# Selected excerpt
━━━━━━
While the economy is weak, jobs should be the priority, according to Chartered Accountants ANZ (CA ANZ) superannuation leader Tony Negline.

“Since the last election, there has been a global pandemic, the first Australian recession in 29 years, our highest unemployment in 20 years, record stagnancy in wage growth, and the world falling apart at the seams," he said.

"The reason we paused our policy is jobs. Super is a percentage of a salary, and you need a job to get a salary. The priority right now should be keeping people who have them in jobs, and helping the unemployed get new ones."

While the unemployment rate has recovered to 6.6%, most of the recovery has been in part-time work, up 0.6% on March 2020 levels.

Full-time employment lags behind, still down by 1.3% on March 2020 figures, and hours worked is subdued, down 1.4%. 

Last week, figures showed the final early super withdrawal tally totalled $36.4 billion, for an average withdrawal of $7,402 in initial applications, and $8,268 in repeat applications.

Federal Opposition leaders have been vocally critical about the Government's halt in raising the superannuation guarantee.

"Scott Morrison ... promised to raise superannuation contributions to 12% at the last election but broke his word and is now planning to repeal his own legislation," Shadow Assistant Treasurer Stephen Jones said.
━━━━━━
# Check your understanding
**A.** List each development that Tony Negline says has occurred since the last election, according to the superannuation article.
**B.** In the superannuation article, what did the final early super withdrawal tally total?
**C.** Carry on the superannuation article from its final sentence.

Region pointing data
━━━━━━
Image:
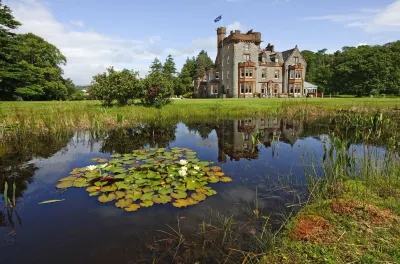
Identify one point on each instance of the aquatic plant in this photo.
(146, 177)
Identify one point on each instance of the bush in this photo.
(116, 85)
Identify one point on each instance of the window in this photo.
(248, 88)
(264, 74)
(276, 88)
(264, 59)
(291, 88)
(249, 72)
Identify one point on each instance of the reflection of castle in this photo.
(235, 138)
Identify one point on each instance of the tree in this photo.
(203, 63)
(156, 66)
(169, 68)
(157, 87)
(8, 46)
(116, 85)
(40, 72)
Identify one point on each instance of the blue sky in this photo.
(131, 33)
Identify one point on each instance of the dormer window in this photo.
(264, 59)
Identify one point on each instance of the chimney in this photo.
(221, 33)
(270, 47)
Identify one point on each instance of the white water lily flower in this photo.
(183, 162)
(91, 167)
(102, 166)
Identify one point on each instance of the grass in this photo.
(37, 117)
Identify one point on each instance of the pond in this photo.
(265, 158)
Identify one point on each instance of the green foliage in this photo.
(29, 66)
(158, 85)
(361, 71)
(116, 85)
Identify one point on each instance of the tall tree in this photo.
(41, 74)
(169, 68)
(8, 44)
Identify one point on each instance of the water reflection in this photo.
(103, 234)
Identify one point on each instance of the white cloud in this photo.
(77, 23)
(89, 52)
(368, 19)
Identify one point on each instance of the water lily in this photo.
(183, 162)
(102, 166)
(182, 173)
(91, 167)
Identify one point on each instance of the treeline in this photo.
(155, 89)
(30, 67)
(360, 71)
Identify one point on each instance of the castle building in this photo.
(244, 70)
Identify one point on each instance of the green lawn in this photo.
(69, 115)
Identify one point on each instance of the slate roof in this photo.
(286, 54)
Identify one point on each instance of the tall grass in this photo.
(39, 117)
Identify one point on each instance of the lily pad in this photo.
(92, 189)
(120, 194)
(225, 179)
(146, 203)
(69, 178)
(122, 203)
(147, 196)
(178, 194)
(80, 184)
(161, 199)
(107, 198)
(199, 196)
(109, 188)
(64, 184)
(153, 175)
(132, 208)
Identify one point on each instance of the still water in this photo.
(262, 156)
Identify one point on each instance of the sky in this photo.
(96, 34)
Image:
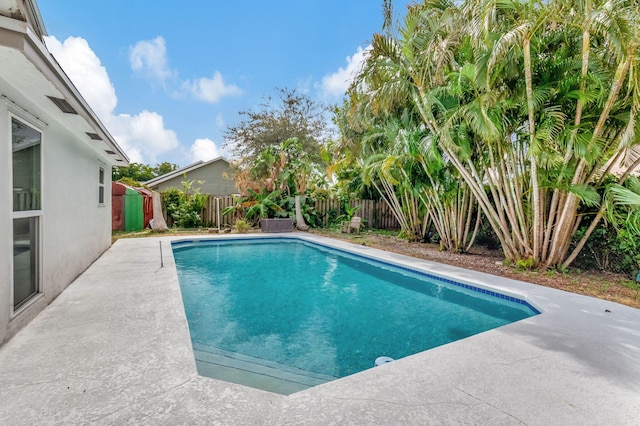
━━━━━━
# Results for each task
**A.**
- A global pandemic
- The first Australian recession in 29 years
- Australia's highest unemployment in 20 years
- Record stagnancy in wage growth
- The world falling apart at the seams

**B.** $36.4 billion

**C.**
"Remov[ing] wage protections for workers will only see wages go further backwards and retirement savings further starved of contributions."

The main argument against raising super is that it could come at the expense of wage growth; however, the counterargument to this is that wage growth is stagnant and even going backwards anyway, so extra enforced savings could be necessary.

Mr Negline also expressed concerns about the early super withdrawal scheme being used to fund surgeries, and home deposits. 

“Our super system needs protection. Some are putting it to the sword, and it needs a shield. But what we can’t do is make it more generous right now," he said.

“We need to be making it easier, not harder, to boost the economy for businesses to invest and for jobs to be created.

"Let’s park the super increase priority to when the vaccine is rolled out, and when the employment and GDP numbers look a little less like a horror show.”

While Australia is out of a technical recession, its September quarter growth figure lagged behind other developed nations - Australia's 3.3% GDP rebound ranked 52nd out of 63 OECD nations.